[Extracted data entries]
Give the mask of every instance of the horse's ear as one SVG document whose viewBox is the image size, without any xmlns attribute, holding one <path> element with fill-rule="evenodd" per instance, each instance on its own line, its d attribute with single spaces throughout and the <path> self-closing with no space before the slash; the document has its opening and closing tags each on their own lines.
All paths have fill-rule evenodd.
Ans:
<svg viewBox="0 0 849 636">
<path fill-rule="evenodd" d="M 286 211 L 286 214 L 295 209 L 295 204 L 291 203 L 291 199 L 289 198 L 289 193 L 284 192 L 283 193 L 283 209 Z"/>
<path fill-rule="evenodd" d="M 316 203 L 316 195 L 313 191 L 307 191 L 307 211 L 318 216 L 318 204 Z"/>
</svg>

==

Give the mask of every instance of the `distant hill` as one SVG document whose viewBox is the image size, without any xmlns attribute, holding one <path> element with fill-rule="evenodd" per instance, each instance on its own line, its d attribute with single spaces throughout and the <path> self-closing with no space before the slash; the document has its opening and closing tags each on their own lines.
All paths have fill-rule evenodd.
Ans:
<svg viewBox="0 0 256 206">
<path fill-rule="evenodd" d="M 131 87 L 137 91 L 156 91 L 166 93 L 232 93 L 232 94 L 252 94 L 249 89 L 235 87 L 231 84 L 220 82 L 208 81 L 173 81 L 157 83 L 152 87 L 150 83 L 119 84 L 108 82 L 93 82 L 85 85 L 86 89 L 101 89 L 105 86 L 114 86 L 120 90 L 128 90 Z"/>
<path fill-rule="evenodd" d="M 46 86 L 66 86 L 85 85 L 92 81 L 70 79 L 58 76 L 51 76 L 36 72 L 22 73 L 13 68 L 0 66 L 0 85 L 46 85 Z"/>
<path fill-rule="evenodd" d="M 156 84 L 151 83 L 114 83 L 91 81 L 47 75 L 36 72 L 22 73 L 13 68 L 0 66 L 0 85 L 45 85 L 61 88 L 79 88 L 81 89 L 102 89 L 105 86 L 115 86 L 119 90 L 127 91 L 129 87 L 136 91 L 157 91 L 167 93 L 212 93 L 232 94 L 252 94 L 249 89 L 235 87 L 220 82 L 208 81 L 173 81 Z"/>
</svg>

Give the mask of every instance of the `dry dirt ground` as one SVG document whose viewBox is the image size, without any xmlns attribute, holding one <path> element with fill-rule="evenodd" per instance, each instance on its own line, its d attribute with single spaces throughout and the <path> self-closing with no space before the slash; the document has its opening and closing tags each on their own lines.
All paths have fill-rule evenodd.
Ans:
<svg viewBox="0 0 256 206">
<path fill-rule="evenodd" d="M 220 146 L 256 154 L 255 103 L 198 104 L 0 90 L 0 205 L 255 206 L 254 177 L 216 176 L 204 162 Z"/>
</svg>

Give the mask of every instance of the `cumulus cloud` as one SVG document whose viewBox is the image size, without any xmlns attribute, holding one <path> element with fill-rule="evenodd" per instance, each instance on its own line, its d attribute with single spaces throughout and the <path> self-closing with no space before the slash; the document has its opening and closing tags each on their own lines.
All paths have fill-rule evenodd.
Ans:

* * *

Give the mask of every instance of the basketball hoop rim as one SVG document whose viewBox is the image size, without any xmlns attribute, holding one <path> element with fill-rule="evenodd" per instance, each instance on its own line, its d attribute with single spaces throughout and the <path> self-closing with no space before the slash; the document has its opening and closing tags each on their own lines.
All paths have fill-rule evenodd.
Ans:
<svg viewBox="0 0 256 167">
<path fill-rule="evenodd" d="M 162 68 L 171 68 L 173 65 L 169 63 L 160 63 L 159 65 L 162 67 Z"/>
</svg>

_TASK OBJECTIVE_
Repeat everything in the records above, from the line containing "Give the mask of every instance of the horse's" down to the line containing "316 203 L 316", with both of those lines included.

_WRITTEN REPLY_
Give the mask of every instance of the horse's ear as one SVG document whose viewBox is the image size, without any xmlns attribute, holding one <path> element with fill-rule="evenodd" per instance, each instance on its own line, its d attribute with single spaces throughout and the <path> self-closing with no space before the slash; the document has its opening and closing tags each on their own lines.
All paths have fill-rule evenodd.
Ans:
<svg viewBox="0 0 849 636">
<path fill-rule="evenodd" d="M 286 211 L 286 214 L 295 209 L 295 204 L 291 203 L 291 199 L 289 198 L 289 193 L 284 192 L 283 193 L 283 209 Z"/>
<path fill-rule="evenodd" d="M 316 203 L 316 195 L 313 191 L 307 191 L 307 211 L 318 216 L 318 204 Z"/>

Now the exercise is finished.